-- start DATASET RECORDS --

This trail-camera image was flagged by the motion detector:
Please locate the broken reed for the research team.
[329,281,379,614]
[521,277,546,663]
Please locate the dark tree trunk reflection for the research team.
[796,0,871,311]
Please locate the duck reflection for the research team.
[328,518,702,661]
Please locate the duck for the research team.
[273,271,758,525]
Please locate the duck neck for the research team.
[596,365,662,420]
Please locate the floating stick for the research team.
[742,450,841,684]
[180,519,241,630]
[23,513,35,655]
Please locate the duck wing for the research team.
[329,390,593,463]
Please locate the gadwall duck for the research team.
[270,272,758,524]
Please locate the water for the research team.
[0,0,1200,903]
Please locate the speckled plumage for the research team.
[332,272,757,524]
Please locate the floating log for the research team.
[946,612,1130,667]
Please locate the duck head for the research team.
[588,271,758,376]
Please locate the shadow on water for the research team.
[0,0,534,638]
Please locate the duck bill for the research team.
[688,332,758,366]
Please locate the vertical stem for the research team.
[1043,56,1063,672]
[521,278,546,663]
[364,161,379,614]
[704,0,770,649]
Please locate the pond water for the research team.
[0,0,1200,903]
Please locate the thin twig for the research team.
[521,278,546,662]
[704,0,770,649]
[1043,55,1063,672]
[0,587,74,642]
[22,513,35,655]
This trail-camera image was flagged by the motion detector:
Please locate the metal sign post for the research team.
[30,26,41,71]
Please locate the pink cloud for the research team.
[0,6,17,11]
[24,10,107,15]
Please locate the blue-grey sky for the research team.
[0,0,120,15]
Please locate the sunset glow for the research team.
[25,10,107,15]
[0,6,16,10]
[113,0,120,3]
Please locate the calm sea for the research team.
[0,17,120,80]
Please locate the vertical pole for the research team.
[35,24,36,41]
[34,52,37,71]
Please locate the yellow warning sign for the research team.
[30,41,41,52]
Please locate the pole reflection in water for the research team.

-- end DATASET RECORDS --

# WHAT YOU ARE ASKED TO DO:
Starting with the line with "Please locate the duck for the research team." and going on through the line with "[22,513,35,655]", write out those entries again in full, requests included, and reduce every bounding-box coordinate by 77. Give only those lines.

# RESULT:
Please locate the duck for the research team.
[196,194,681,448]
Please locate the duck neck for the research team.
[519,288,585,343]
Please locate the floating stick for the research team.
[665,373,764,607]
[103,442,164,553]
[-54,436,-42,578]
Please locate the duck wing for the research team.
[252,313,516,386]
Please locate the gadwall duck for the research team.
[193,195,681,447]
Please locate the water for the research team.
[-77,-77,1123,826]
Please locate the speckled plumage for the research team.
[255,195,680,447]
Please locate the floating log for the research team.
[869,535,1053,590]
Please locate the duck head for the research team.
[511,194,681,299]
Please locate the shadow on water for the research team.
[-77,-77,457,561]
Please locate the duck bill for the research team.
[611,255,681,289]
Please locate the vertical stem for the research team.
[966,-21,986,595]
[444,201,469,586]
[287,84,302,537]
[627,-77,693,572]
Please locate the pond water for the research team.
[-77,-77,1123,826]
Please locate the thin twig for the research team.
[444,201,469,585]
[627,-77,693,572]
[966,-22,986,595]
[-77,510,-3,565]
[-55,436,-42,578]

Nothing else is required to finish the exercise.